> _Work item_
Down to the last line, transcribe the records verbatim and exclude the images.
────────────────────────────────────────
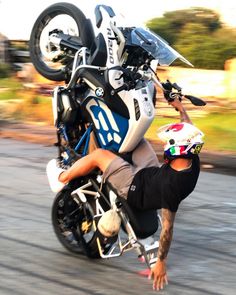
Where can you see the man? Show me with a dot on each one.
(143, 183)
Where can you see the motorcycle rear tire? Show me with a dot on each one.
(86, 36)
(72, 240)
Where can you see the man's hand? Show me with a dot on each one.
(159, 275)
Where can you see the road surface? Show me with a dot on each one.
(202, 258)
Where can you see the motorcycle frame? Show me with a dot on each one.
(146, 253)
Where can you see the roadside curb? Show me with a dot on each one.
(46, 135)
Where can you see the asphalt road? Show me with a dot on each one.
(201, 261)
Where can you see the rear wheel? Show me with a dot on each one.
(73, 225)
(70, 20)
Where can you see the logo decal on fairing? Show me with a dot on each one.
(111, 128)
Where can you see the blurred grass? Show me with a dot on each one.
(24, 105)
(10, 89)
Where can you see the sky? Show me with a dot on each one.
(17, 16)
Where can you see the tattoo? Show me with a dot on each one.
(166, 233)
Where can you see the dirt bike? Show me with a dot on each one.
(108, 101)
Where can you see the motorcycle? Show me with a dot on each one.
(108, 101)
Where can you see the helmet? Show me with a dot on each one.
(181, 140)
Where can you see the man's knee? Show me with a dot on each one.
(103, 158)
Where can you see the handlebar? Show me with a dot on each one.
(125, 86)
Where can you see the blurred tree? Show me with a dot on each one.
(199, 35)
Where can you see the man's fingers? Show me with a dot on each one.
(166, 279)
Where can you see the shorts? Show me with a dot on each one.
(120, 175)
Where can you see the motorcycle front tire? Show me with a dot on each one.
(86, 36)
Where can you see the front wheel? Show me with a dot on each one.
(68, 19)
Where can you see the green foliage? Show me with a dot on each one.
(5, 70)
(198, 35)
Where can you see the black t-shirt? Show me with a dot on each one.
(164, 187)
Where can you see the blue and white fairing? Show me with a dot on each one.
(115, 132)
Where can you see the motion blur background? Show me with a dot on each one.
(202, 31)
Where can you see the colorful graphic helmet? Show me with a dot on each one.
(181, 140)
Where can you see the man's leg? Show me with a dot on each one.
(99, 158)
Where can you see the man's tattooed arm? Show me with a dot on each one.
(168, 218)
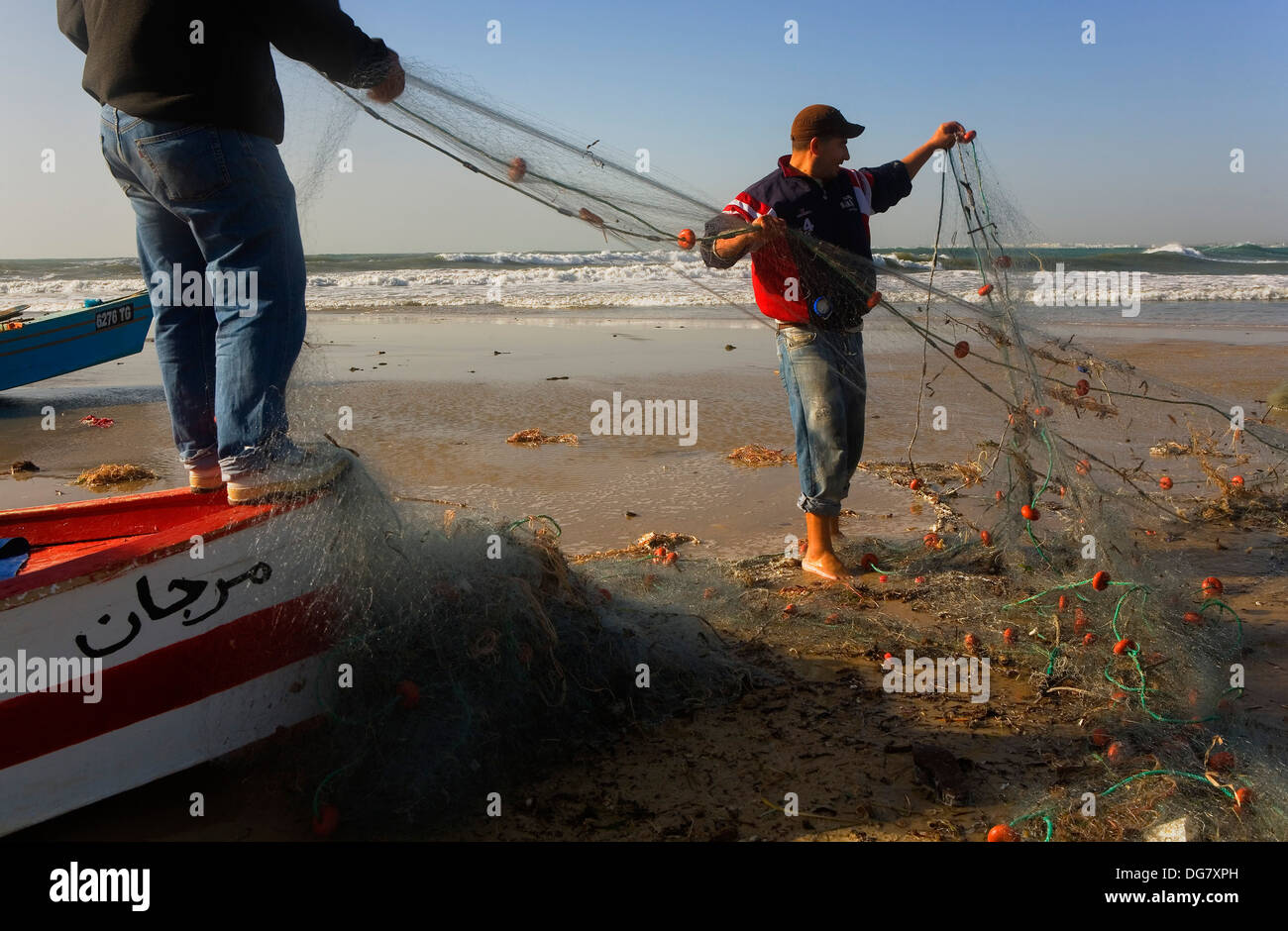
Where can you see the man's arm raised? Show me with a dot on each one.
(945, 137)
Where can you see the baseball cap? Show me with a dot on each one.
(820, 120)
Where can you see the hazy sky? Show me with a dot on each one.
(1122, 142)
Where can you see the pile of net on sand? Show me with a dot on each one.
(1090, 464)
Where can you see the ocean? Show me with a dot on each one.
(1222, 284)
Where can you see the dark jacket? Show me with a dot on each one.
(141, 55)
(833, 213)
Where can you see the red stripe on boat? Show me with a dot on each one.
(40, 723)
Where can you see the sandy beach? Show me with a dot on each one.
(433, 402)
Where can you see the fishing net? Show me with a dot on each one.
(1065, 524)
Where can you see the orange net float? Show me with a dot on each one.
(1001, 833)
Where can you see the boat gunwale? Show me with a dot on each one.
(132, 553)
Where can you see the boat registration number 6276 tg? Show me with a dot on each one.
(112, 317)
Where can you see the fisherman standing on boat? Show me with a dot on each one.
(816, 309)
(189, 128)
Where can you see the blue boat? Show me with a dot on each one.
(34, 349)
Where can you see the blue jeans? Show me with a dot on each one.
(219, 244)
(827, 386)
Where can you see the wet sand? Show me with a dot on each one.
(432, 423)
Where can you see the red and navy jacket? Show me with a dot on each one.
(789, 278)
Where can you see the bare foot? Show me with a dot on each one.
(824, 565)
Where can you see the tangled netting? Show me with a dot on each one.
(464, 651)
(1093, 466)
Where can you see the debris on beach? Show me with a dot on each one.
(645, 545)
(111, 474)
(533, 437)
(756, 456)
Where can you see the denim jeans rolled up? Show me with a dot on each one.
(215, 215)
(825, 382)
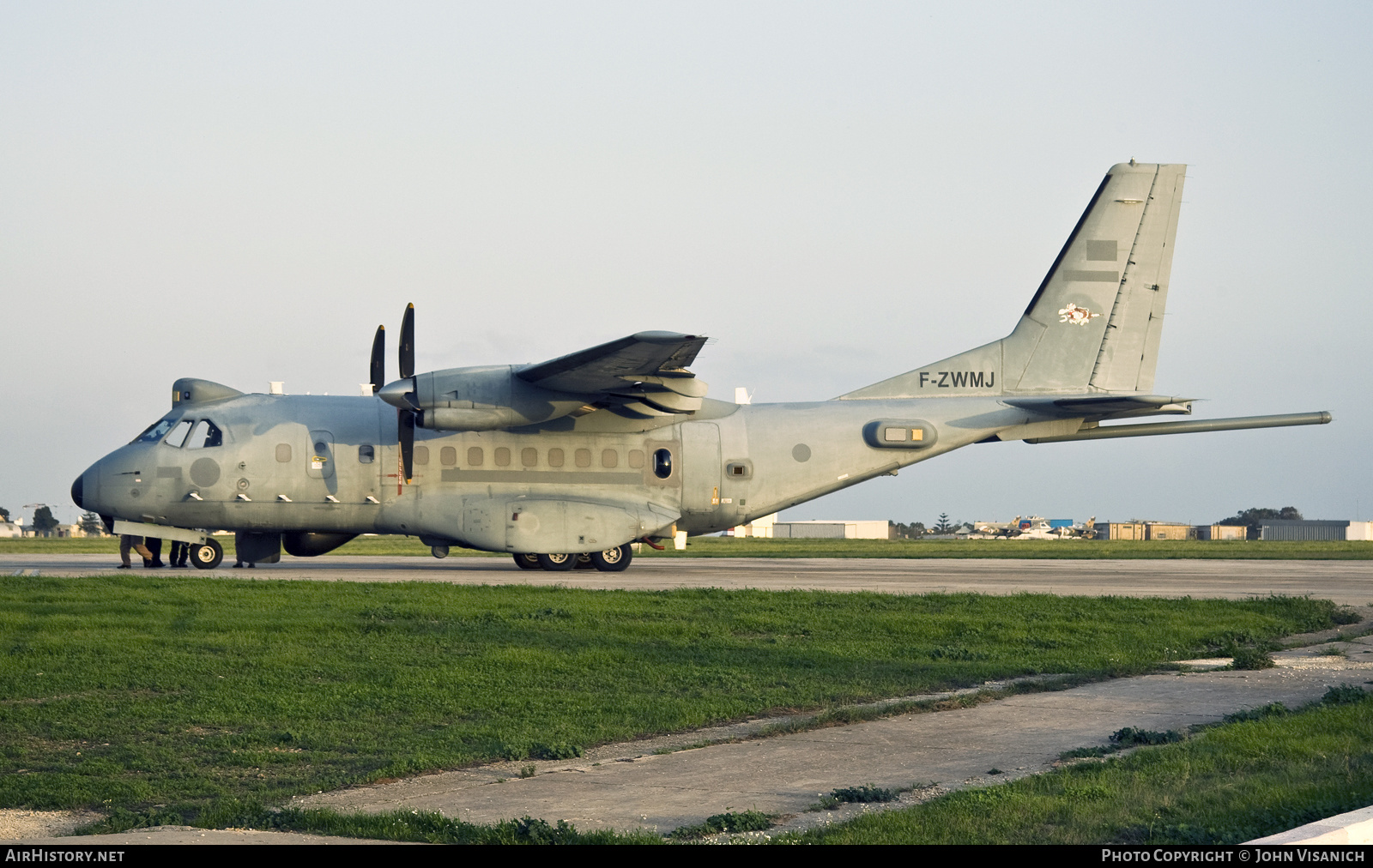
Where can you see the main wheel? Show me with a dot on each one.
(558, 562)
(206, 555)
(613, 559)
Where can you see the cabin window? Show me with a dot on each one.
(663, 463)
(205, 434)
(155, 431)
(178, 436)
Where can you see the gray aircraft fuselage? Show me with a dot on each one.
(727, 466)
(595, 449)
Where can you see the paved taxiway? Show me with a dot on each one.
(1345, 582)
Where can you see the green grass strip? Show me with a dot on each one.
(132, 691)
(411, 826)
(1260, 775)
────────────────────────────────────────
> _Finished exercise_
Where can you see the man? Show me with a dot on each one.
(143, 183)
Where can you see the motorcycle rear tire? Show me with a dot on each one.
(86, 36)
(72, 240)
Where can you see the man's hand? Show me with a dot on each one.
(159, 275)
Where can you see the road surface? Show me with a dot on each one.
(202, 258)
Where can you see the motorcycle frame? Show me with a dot on each one.
(146, 253)
Where can you see the roadside curb? Show me with a dot on each one.
(46, 135)
Where can you see the asphalt road? Show me with a dot on each one.
(201, 261)
Where can you see the rear wheel? Show me with a dot on each one.
(73, 225)
(70, 20)
Where can you see the logo decal on fairing? Show me with a dot on each one.
(111, 128)
Where can you see the blurred grass? Show me with a dot on each one.
(24, 105)
(10, 89)
Where can you see the sky? Show me with a dot on each one.
(17, 16)
Where can you see the tattoo? Show me with a dot on each one.
(166, 233)
Where can you see the dirt bike? Show me with a dot on each one.
(108, 101)
Where can you see the motorcycle? Show me with a dot on each one.
(108, 101)
Where can you see the helmet? Show me with a dot on each one.
(181, 140)
Where can you see the man's knee? Show me with a dot on each one.
(103, 158)
Where can you see the handlebar? Show me with a dot on each one.
(125, 86)
Where can you see the blurred tree? Show me with a dot on each one.
(199, 35)
Where can you see the man's fingers? Show me with a dot on each one.
(166, 279)
Where can you see the shorts? Show me with a dot on each one.
(120, 175)
Where can you see the motorcycle front tire? Show me with a dot on each one.
(86, 36)
Where can you see the front wheel? Show me with a dot on each one.
(68, 19)
Where can you see the green foliage? Show me with a dot on each one.
(5, 70)
(198, 35)
Where can you see the black t-shirt? Show me with a dot on each one.
(164, 187)
Where can you see the blue and white fairing? Show me with a dot on each one.
(115, 132)
Where can you see the motion blur background? Show me with a dot on each one.
(202, 31)
Where can you see the colorful graphic helmet? Show me with a dot on each one.
(181, 140)
Where can you see the man's leg? Show me with a dot on each one.
(99, 158)
Where can you see the man's tattooed arm? Show me with a dot on each one.
(168, 218)
Where can you see the man's arm raised? Show me with a dot on each one.
(945, 137)
Where can you see the baseball cap? Show me with a dot on each one.
(820, 120)
Where can you see the hazy sky? Show me with a dot on each one.
(1122, 142)
Where can you see the pile of net on sand? Show me with a dot on each one.
(1090, 464)
Where can you see the ocean? Show me with a dot on each one.
(1222, 284)
Where can you see the dark jacket? Show me with a dot on each one.
(141, 55)
(833, 213)
Where can you see the red stripe on boat? Show me with a dot on each one.
(40, 723)
Where can you see the sandy beach? Show me with a dot on each one.
(433, 402)
Where can you see the fishing net? Show me with a dot on each one.
(1065, 524)
Where can you see the orange net float? Show me with a dot on each one.
(1001, 833)
Where can you see the boat gunwale? Show me with a dot on each one.
(132, 553)
Where can you see the boat registration number 6276 tg? Show me with a dot on each one.
(112, 317)
Where can you see the fisherman standing on boat? Show me with a dot on each one.
(816, 309)
(189, 128)
Where can you see the blue boat? Show me with a dot on each one.
(34, 349)
Where can you see the blue jeans? Show me with a dot on each one.
(219, 244)
(827, 386)
Where can you see the wet sand? Show me with a dot on each one.
(432, 423)
Where can you see the red and navy jacket? Show me with a dot on each one.
(789, 278)
Where can you see the bare foot? Show me with a dot on each one.
(824, 565)
Where can you see the tangled netting? Show me with a dot on each one.
(464, 651)
(1093, 466)
Where can you see the debris on beach? Show me with a dot on each one.
(645, 545)
(111, 474)
(533, 437)
(756, 456)
Where can you see the denim jeans rolled up? Show me with a dot on each one.
(215, 215)
(825, 382)
Where can you see the main wheel? Show me with a dot on each one.
(558, 562)
(206, 555)
(613, 559)
Where can you see the cabin window? Show me with a dot on each one.
(663, 463)
(205, 434)
(155, 431)
(178, 436)
Where can you see the gray aircraft fuselage? Show me with a dot on each one.
(727, 466)
(595, 449)
Where can you see the paved taxiway? Show me with a dot on each one.
(1345, 582)
Where can you see the green grass strip? Show me with a dot on each one.
(132, 691)
(411, 826)
(1260, 775)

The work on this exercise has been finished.